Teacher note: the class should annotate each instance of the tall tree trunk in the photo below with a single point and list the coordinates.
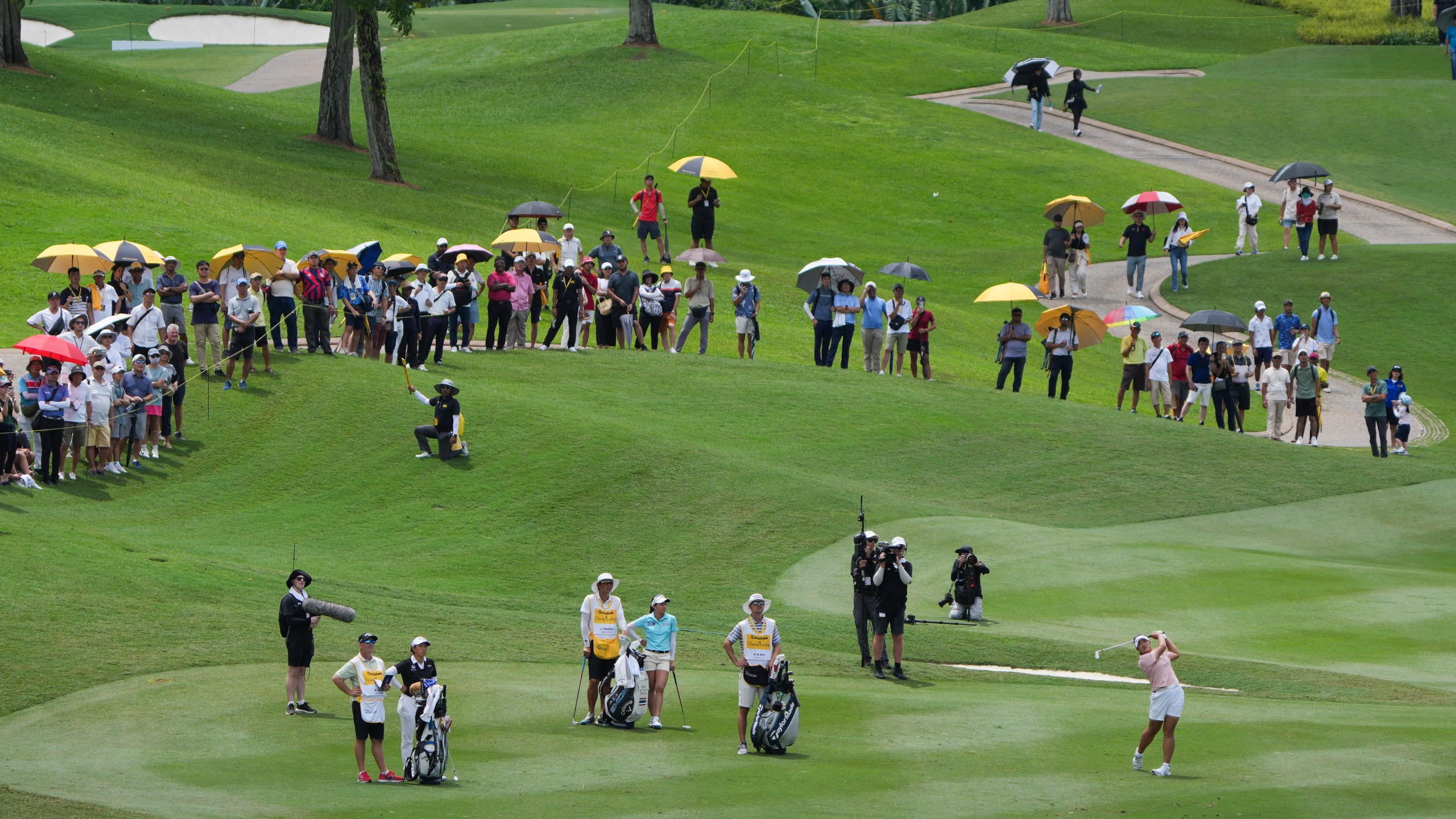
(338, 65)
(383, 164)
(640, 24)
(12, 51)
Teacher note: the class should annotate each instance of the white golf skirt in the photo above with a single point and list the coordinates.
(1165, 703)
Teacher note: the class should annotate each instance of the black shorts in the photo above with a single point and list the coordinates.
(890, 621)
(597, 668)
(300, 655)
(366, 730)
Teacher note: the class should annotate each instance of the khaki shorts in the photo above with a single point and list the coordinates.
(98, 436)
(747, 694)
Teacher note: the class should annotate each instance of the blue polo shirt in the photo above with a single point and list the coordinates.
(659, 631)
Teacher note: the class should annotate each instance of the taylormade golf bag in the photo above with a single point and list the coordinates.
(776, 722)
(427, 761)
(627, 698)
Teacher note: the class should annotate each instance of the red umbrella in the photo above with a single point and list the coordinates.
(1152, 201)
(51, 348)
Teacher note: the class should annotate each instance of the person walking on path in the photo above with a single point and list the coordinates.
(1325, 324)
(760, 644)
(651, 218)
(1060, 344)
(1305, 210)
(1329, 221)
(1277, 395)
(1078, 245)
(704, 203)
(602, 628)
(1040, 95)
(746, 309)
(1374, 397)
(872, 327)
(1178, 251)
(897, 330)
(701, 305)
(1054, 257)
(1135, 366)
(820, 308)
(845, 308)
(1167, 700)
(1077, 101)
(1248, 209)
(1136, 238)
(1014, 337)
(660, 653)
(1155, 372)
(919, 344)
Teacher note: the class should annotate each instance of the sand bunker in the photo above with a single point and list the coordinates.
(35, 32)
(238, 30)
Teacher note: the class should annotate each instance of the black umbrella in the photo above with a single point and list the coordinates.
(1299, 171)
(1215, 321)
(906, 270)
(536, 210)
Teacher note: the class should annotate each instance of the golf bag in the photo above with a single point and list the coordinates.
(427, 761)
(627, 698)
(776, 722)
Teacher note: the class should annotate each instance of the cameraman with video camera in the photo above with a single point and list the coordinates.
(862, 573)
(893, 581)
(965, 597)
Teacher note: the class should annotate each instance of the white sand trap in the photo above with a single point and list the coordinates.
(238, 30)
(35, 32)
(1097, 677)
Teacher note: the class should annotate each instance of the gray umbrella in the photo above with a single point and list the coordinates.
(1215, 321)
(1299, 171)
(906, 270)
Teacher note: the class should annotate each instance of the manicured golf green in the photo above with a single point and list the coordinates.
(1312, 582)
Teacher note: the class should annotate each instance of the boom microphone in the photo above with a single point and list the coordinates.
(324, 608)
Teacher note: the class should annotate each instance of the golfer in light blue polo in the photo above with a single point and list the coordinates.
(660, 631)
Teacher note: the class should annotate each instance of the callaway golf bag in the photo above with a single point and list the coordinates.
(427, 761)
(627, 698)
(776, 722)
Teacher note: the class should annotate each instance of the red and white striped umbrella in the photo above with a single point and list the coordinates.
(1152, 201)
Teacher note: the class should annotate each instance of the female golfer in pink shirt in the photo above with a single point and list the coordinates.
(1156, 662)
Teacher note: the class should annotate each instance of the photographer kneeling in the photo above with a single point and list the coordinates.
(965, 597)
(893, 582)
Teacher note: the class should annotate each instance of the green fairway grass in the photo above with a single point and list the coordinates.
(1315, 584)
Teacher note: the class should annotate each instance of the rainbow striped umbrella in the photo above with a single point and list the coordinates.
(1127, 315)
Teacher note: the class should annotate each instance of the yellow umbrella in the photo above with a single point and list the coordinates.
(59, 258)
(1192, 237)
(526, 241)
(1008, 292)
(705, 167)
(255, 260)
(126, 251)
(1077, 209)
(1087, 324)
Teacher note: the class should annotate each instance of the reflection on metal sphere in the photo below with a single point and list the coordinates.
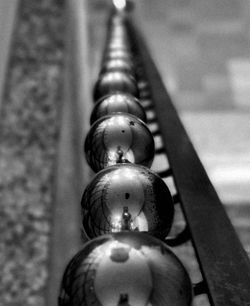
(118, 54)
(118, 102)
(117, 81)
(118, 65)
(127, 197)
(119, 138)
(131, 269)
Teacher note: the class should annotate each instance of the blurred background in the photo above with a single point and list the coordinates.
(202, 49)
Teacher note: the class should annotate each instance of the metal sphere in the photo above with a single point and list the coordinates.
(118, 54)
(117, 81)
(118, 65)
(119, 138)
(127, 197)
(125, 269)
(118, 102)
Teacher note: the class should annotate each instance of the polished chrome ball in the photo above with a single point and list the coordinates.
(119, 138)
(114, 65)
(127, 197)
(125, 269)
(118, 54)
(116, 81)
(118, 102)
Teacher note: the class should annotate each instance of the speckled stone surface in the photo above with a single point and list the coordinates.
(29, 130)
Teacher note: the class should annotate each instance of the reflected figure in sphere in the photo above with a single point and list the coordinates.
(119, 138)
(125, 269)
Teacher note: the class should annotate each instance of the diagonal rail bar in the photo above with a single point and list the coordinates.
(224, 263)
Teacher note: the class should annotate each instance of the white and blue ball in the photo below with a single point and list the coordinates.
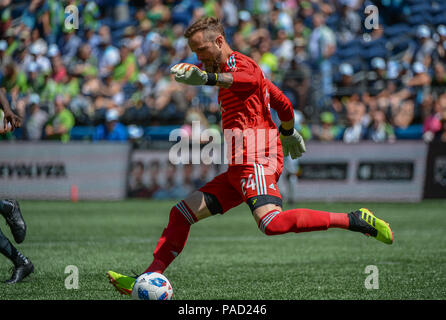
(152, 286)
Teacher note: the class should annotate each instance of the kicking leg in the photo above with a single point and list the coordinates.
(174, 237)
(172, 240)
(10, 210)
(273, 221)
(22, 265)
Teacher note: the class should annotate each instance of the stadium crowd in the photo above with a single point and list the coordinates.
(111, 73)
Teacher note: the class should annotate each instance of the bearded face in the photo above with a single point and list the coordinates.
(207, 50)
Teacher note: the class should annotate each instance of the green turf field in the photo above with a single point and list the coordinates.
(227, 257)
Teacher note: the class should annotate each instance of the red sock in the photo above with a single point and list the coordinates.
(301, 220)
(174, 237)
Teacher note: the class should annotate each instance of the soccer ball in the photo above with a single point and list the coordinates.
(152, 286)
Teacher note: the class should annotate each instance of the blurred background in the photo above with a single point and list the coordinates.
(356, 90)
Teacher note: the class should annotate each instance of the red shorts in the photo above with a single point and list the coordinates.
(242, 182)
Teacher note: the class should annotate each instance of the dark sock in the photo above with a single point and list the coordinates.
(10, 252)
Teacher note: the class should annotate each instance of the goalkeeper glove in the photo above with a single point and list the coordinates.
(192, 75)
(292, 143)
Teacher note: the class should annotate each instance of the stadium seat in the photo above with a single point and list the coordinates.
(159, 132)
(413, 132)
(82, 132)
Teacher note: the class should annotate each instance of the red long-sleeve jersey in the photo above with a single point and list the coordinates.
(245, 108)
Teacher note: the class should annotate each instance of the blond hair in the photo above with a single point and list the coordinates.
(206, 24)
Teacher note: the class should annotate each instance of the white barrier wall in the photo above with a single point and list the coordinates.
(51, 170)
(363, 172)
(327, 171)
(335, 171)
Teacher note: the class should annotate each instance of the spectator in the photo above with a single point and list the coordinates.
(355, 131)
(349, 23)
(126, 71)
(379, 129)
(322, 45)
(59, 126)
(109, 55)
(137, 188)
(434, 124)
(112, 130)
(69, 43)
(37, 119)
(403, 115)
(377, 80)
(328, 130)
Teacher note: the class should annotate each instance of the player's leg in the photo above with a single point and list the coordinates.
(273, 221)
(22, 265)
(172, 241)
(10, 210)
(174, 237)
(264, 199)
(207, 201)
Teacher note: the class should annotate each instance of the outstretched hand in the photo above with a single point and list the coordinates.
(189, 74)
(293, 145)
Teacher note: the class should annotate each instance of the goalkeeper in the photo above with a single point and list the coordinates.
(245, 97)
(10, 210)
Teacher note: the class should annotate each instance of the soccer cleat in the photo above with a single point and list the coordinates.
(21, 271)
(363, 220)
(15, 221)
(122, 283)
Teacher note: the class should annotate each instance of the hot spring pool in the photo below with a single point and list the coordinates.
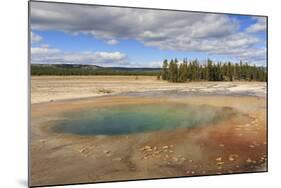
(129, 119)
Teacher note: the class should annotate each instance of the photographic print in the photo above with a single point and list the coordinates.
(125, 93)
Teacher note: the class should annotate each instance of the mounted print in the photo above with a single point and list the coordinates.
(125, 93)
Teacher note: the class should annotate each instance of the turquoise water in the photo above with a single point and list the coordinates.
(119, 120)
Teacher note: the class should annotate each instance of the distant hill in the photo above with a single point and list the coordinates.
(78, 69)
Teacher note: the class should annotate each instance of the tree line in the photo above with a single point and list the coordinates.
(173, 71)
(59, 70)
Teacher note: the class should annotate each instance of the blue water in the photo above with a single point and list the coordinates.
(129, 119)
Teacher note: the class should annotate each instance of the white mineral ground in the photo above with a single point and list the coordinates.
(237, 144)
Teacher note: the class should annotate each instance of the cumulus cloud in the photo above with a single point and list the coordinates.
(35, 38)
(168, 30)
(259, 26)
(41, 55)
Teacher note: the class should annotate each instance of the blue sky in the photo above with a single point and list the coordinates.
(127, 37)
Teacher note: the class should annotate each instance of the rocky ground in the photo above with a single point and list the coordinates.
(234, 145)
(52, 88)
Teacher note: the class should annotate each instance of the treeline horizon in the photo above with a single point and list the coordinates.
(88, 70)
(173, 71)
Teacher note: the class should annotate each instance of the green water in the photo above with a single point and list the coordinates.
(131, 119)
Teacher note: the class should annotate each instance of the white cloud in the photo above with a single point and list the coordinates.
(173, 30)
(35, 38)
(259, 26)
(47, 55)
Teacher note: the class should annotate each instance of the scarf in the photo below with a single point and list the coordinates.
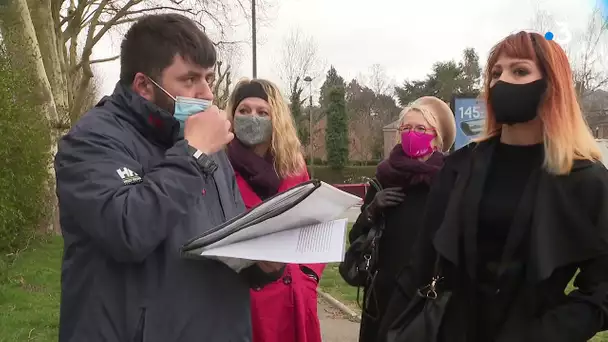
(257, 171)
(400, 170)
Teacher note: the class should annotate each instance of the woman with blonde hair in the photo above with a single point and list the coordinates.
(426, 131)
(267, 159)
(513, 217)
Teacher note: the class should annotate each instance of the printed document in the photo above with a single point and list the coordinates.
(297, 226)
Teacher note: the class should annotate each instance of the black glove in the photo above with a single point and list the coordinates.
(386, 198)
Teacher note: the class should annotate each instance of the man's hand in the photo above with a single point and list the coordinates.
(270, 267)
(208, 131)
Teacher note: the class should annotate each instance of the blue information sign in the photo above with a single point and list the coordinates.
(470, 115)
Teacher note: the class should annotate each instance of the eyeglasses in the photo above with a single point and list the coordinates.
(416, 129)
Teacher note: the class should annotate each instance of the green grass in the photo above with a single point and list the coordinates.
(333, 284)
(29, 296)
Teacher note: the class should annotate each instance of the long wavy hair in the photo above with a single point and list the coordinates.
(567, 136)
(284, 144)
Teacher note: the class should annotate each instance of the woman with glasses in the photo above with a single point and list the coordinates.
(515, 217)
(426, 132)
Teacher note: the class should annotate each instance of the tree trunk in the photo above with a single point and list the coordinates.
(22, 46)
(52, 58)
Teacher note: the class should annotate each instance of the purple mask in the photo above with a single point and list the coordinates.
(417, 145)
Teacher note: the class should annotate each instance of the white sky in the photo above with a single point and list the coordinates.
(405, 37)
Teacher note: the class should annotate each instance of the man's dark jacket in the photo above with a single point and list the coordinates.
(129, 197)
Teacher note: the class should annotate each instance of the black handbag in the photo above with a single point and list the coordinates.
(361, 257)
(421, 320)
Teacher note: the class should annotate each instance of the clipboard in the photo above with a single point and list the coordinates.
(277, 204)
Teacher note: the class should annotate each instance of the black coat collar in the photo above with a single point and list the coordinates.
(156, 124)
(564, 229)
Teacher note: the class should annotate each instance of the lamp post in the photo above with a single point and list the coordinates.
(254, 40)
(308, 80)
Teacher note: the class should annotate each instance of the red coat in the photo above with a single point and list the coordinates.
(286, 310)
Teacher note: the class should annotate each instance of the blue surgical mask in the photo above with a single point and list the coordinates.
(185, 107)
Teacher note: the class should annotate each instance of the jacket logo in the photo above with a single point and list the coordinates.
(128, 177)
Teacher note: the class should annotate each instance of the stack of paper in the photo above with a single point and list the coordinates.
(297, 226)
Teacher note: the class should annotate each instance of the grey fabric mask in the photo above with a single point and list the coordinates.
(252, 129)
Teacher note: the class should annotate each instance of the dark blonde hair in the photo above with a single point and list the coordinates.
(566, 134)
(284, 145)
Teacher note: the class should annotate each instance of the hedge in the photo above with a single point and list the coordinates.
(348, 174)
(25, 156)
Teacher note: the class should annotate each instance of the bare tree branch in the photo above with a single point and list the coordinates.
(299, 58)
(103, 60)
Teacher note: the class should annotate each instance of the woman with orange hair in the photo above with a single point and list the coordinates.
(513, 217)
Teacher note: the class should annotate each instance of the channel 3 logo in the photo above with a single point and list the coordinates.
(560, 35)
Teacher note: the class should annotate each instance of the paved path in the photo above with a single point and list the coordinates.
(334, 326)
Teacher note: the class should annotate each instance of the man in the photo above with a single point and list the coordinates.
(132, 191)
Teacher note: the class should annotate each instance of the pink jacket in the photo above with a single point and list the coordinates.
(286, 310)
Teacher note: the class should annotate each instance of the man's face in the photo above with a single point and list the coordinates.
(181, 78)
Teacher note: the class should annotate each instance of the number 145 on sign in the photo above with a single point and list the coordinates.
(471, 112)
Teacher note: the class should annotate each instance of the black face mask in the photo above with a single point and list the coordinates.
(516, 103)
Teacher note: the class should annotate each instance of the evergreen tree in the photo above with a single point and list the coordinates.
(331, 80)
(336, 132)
━━━━━━━━━━━━━━━━━━━━━━━━━━━━━━
Give back the line containing "of the number" and all the lines after it through the end of the records, unchanged.

▶ **SOLUTION FOR THIS EXERCISE**:
Teacher note: the class should annotate each instance of the number 145 on sign in the photo above with a single point and list the coordinates.
(471, 112)
Teacher note: the class should annotate each instance of the black face mask in the photo above with a single point and list the coordinates.
(516, 103)
Teacher note: the class should annotate each instance of the evergreen tree in the photo above with a single point and list the coordinates.
(331, 80)
(336, 132)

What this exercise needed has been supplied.